Task item
Unless it is a picture, every line from the start of the entries through the line with "query: tree bark" must be retyped exactly.

[Extracted data entries]
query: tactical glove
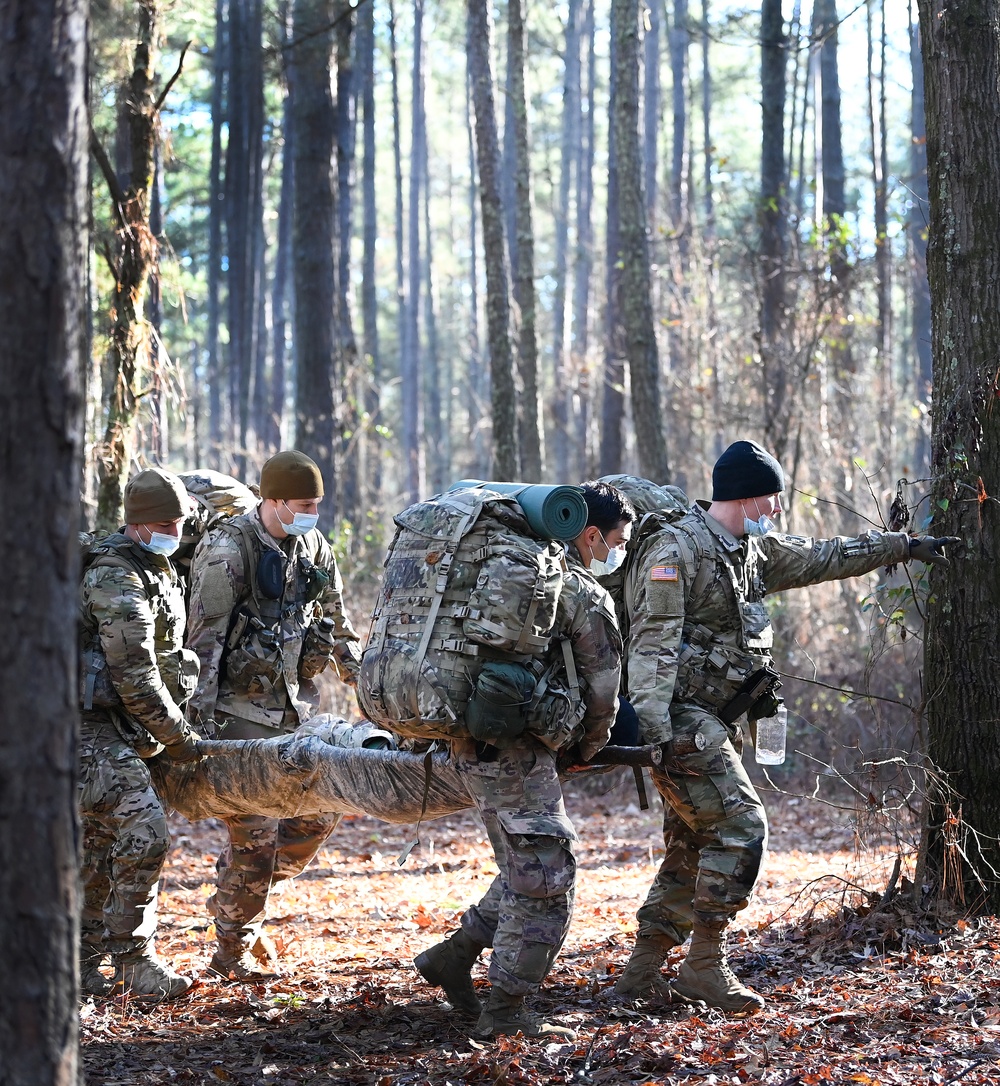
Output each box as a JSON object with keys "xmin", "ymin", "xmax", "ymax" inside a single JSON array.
[
  {"xmin": 165, "ymin": 730, "xmax": 203, "ymax": 763},
  {"xmin": 909, "ymin": 535, "xmax": 962, "ymax": 567}
]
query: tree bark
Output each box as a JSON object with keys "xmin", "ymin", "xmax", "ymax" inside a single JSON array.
[
  {"xmin": 467, "ymin": 0, "xmax": 518, "ymax": 481},
  {"xmin": 225, "ymin": 0, "xmax": 265, "ymax": 475},
  {"xmin": 917, "ymin": 0, "xmax": 1000, "ymax": 912},
  {"xmin": 93, "ymin": 2, "xmax": 163, "ymax": 530},
  {"xmin": 643, "ymin": 0, "xmax": 660, "ymax": 228},
  {"xmin": 207, "ymin": 0, "xmax": 227, "ymax": 468},
  {"xmin": 402, "ymin": 0, "xmax": 425, "ymax": 502},
  {"xmin": 552, "ymin": 0, "xmax": 583, "ymax": 482},
  {"xmin": 290, "ymin": 0, "xmax": 339, "ymax": 525},
  {"xmin": 507, "ymin": 0, "xmax": 542, "ymax": 481},
  {"xmin": 910, "ymin": 3, "xmax": 933, "ymax": 476},
  {"xmin": 612, "ymin": 0, "xmax": 669, "ymax": 482},
  {"xmin": 357, "ymin": 0, "xmax": 380, "ymax": 501},
  {"xmin": 0, "ymin": 0, "xmax": 87, "ymax": 1078},
  {"xmin": 600, "ymin": 5, "xmax": 625, "ymax": 477},
  {"xmin": 759, "ymin": 0, "xmax": 789, "ymax": 457}
]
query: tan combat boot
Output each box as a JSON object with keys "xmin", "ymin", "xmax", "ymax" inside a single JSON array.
[
  {"xmin": 670, "ymin": 922, "xmax": 764, "ymax": 1013},
  {"xmin": 112, "ymin": 952, "xmax": 193, "ymax": 1003},
  {"xmin": 613, "ymin": 933, "xmax": 679, "ymax": 998},
  {"xmin": 414, "ymin": 929, "xmax": 485, "ymax": 1016},
  {"xmin": 208, "ymin": 936, "xmax": 280, "ymax": 982},
  {"xmin": 80, "ymin": 946, "xmax": 113, "ymax": 998},
  {"xmin": 472, "ymin": 987, "xmax": 577, "ymax": 1041}
]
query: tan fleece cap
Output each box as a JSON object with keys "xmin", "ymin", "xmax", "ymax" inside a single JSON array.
[
  {"xmin": 123, "ymin": 468, "xmax": 190, "ymax": 524},
  {"xmin": 259, "ymin": 450, "xmax": 325, "ymax": 500}
]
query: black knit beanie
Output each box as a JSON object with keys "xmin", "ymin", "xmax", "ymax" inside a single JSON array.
[{"xmin": 712, "ymin": 440, "xmax": 785, "ymax": 501}]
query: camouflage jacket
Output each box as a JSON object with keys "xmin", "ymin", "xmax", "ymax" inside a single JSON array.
[
  {"xmin": 559, "ymin": 544, "xmax": 623, "ymax": 749},
  {"xmin": 80, "ymin": 533, "xmax": 199, "ymax": 755},
  {"xmin": 186, "ymin": 508, "xmax": 360, "ymax": 732},
  {"xmin": 624, "ymin": 502, "xmax": 913, "ymax": 744}
]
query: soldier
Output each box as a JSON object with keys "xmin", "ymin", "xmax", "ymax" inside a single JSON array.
[
  {"xmin": 79, "ymin": 467, "xmax": 203, "ymax": 1002},
  {"xmin": 612, "ymin": 440, "xmax": 960, "ymax": 1013},
  {"xmin": 186, "ymin": 450, "xmax": 361, "ymax": 981},
  {"xmin": 415, "ymin": 482, "xmax": 631, "ymax": 1040}
]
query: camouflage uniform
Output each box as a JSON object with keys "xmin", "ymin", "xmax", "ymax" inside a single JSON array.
[
  {"xmin": 453, "ymin": 544, "xmax": 622, "ymax": 995},
  {"xmin": 79, "ymin": 534, "xmax": 200, "ymax": 962},
  {"xmin": 186, "ymin": 508, "xmax": 361, "ymax": 951},
  {"xmin": 624, "ymin": 502, "xmax": 913, "ymax": 938}
]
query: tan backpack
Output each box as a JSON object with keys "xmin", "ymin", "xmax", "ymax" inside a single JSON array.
[{"xmin": 358, "ymin": 487, "xmax": 569, "ymax": 743}]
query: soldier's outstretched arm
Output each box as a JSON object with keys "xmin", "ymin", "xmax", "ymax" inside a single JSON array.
[
  {"xmin": 627, "ymin": 542, "xmax": 688, "ymax": 746},
  {"xmin": 762, "ymin": 529, "xmax": 913, "ymax": 594}
]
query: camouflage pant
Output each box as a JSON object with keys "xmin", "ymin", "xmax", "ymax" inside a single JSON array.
[
  {"xmin": 637, "ymin": 704, "xmax": 768, "ymax": 941},
  {"xmin": 451, "ymin": 736, "xmax": 578, "ymax": 997},
  {"xmin": 212, "ymin": 812, "xmax": 342, "ymax": 946},
  {"xmin": 78, "ymin": 716, "xmax": 170, "ymax": 958}
]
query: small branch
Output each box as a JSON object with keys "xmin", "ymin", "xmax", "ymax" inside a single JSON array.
[
  {"xmin": 89, "ymin": 127, "xmax": 126, "ymax": 217},
  {"xmin": 154, "ymin": 39, "xmax": 192, "ymax": 114}
]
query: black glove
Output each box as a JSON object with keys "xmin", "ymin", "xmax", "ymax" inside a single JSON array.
[{"xmin": 909, "ymin": 536, "xmax": 962, "ymax": 567}]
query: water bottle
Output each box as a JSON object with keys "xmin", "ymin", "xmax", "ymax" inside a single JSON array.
[{"xmin": 754, "ymin": 702, "xmax": 787, "ymax": 765}]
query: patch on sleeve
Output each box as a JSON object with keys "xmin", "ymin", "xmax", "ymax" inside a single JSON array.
[{"xmin": 651, "ymin": 565, "xmax": 679, "ymax": 582}]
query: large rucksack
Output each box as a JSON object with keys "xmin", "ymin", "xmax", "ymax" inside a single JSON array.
[
  {"xmin": 358, "ymin": 487, "xmax": 573, "ymax": 745},
  {"xmin": 175, "ymin": 469, "xmax": 259, "ymax": 578}
]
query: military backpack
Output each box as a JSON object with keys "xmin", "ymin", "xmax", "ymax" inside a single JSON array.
[{"xmin": 358, "ymin": 486, "xmax": 581, "ymax": 747}]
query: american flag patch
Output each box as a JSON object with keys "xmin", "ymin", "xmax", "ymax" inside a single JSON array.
[{"xmin": 651, "ymin": 565, "xmax": 679, "ymax": 581}]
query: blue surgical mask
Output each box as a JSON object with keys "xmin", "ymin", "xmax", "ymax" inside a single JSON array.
[
  {"xmin": 138, "ymin": 530, "xmax": 180, "ymax": 557},
  {"xmin": 589, "ymin": 532, "xmax": 626, "ymax": 576},
  {"xmin": 281, "ymin": 502, "xmax": 319, "ymax": 536},
  {"xmin": 742, "ymin": 500, "xmax": 776, "ymax": 538}
]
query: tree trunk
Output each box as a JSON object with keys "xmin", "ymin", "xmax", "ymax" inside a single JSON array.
[
  {"xmin": 600, "ymin": 4, "xmax": 625, "ymax": 477},
  {"xmin": 573, "ymin": 0, "xmax": 597, "ymax": 477},
  {"xmin": 507, "ymin": 0, "xmax": 542, "ymax": 481},
  {"xmin": 466, "ymin": 58, "xmax": 486, "ymax": 477},
  {"xmin": 759, "ymin": 0, "xmax": 789, "ymax": 457},
  {"xmin": 910, "ymin": 2, "xmax": 933, "ymax": 476},
  {"xmin": 225, "ymin": 0, "xmax": 265, "ymax": 476},
  {"xmin": 0, "ymin": 0, "xmax": 87, "ymax": 1078},
  {"xmin": 402, "ymin": 0, "xmax": 425, "ymax": 502},
  {"xmin": 92, "ymin": 2, "xmax": 163, "ymax": 530},
  {"xmin": 612, "ymin": 0, "xmax": 670, "ymax": 482},
  {"xmin": 270, "ymin": 2, "xmax": 294, "ymax": 456},
  {"xmin": 467, "ymin": 0, "xmax": 518, "ymax": 481},
  {"xmin": 917, "ymin": 0, "xmax": 1000, "ymax": 912},
  {"xmin": 552, "ymin": 0, "xmax": 582, "ymax": 482},
  {"xmin": 207, "ymin": 0, "xmax": 227, "ymax": 469},
  {"xmin": 816, "ymin": 0, "xmax": 846, "ymax": 276},
  {"xmin": 643, "ymin": 0, "xmax": 660, "ymax": 228},
  {"xmin": 668, "ymin": 0, "xmax": 689, "ymax": 236},
  {"xmin": 421, "ymin": 88, "xmax": 444, "ymax": 494},
  {"xmin": 702, "ymin": 0, "xmax": 723, "ymax": 457},
  {"xmin": 147, "ymin": 143, "xmax": 168, "ymax": 463},
  {"xmin": 290, "ymin": 0, "xmax": 339, "ymax": 526},
  {"xmin": 389, "ymin": 0, "xmax": 408, "ymax": 489},
  {"xmin": 357, "ymin": 0, "xmax": 380, "ymax": 502}
]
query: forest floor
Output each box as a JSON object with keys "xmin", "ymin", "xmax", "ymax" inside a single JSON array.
[{"xmin": 80, "ymin": 770, "xmax": 1000, "ymax": 1086}]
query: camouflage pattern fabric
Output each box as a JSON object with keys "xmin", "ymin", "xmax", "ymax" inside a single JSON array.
[
  {"xmin": 81, "ymin": 533, "xmax": 201, "ymax": 754},
  {"xmin": 623, "ymin": 501, "xmax": 912, "ymax": 931},
  {"xmin": 210, "ymin": 808, "xmax": 343, "ymax": 946},
  {"xmin": 637, "ymin": 704, "xmax": 766, "ymax": 938},
  {"xmin": 186, "ymin": 508, "xmax": 360, "ymax": 734},
  {"xmin": 452, "ymin": 735, "xmax": 578, "ymax": 997},
  {"xmin": 78, "ymin": 712, "xmax": 171, "ymax": 958},
  {"xmin": 445, "ymin": 544, "xmax": 621, "ymax": 996}
]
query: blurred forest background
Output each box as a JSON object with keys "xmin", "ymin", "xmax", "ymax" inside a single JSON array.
[{"xmin": 86, "ymin": 0, "xmax": 932, "ymax": 805}]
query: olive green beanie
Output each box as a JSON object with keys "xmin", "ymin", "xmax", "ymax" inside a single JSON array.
[
  {"xmin": 123, "ymin": 467, "xmax": 191, "ymax": 524},
  {"xmin": 259, "ymin": 451, "xmax": 325, "ymax": 500}
]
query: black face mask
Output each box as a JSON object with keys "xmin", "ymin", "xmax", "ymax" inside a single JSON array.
[{"xmin": 257, "ymin": 549, "xmax": 288, "ymax": 600}]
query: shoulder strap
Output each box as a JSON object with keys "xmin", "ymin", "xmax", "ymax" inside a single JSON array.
[
  {"xmin": 215, "ymin": 518, "xmax": 262, "ymax": 611},
  {"xmin": 85, "ymin": 539, "xmax": 164, "ymax": 600}
]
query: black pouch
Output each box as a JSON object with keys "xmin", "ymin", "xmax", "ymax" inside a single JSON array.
[{"xmin": 258, "ymin": 549, "xmax": 287, "ymax": 600}]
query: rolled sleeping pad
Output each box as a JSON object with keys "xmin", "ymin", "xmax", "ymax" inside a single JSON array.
[{"xmin": 449, "ymin": 479, "xmax": 587, "ymax": 541}]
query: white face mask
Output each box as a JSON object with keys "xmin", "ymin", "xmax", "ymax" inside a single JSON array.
[
  {"xmin": 742, "ymin": 499, "xmax": 776, "ymax": 538},
  {"xmin": 138, "ymin": 529, "xmax": 180, "ymax": 557},
  {"xmin": 279, "ymin": 501, "xmax": 319, "ymax": 536},
  {"xmin": 589, "ymin": 531, "xmax": 626, "ymax": 576}
]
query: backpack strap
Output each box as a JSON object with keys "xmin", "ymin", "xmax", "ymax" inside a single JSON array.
[{"xmin": 214, "ymin": 518, "xmax": 264, "ymax": 612}]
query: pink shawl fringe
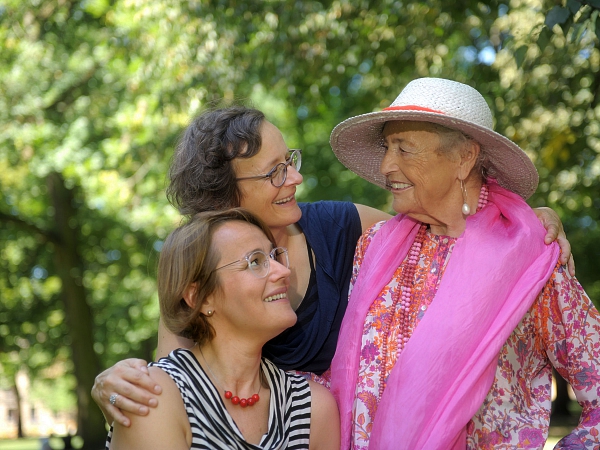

Result for this task
query: tactical glove
Output each box as a JSON object with keys "xmin", "ymin", "xmax", "ymax" inside a single JSON array.
[
  {"xmin": 165, "ymin": 730, "xmax": 203, "ymax": 763},
  {"xmin": 909, "ymin": 535, "xmax": 962, "ymax": 567}
]
query: tree bark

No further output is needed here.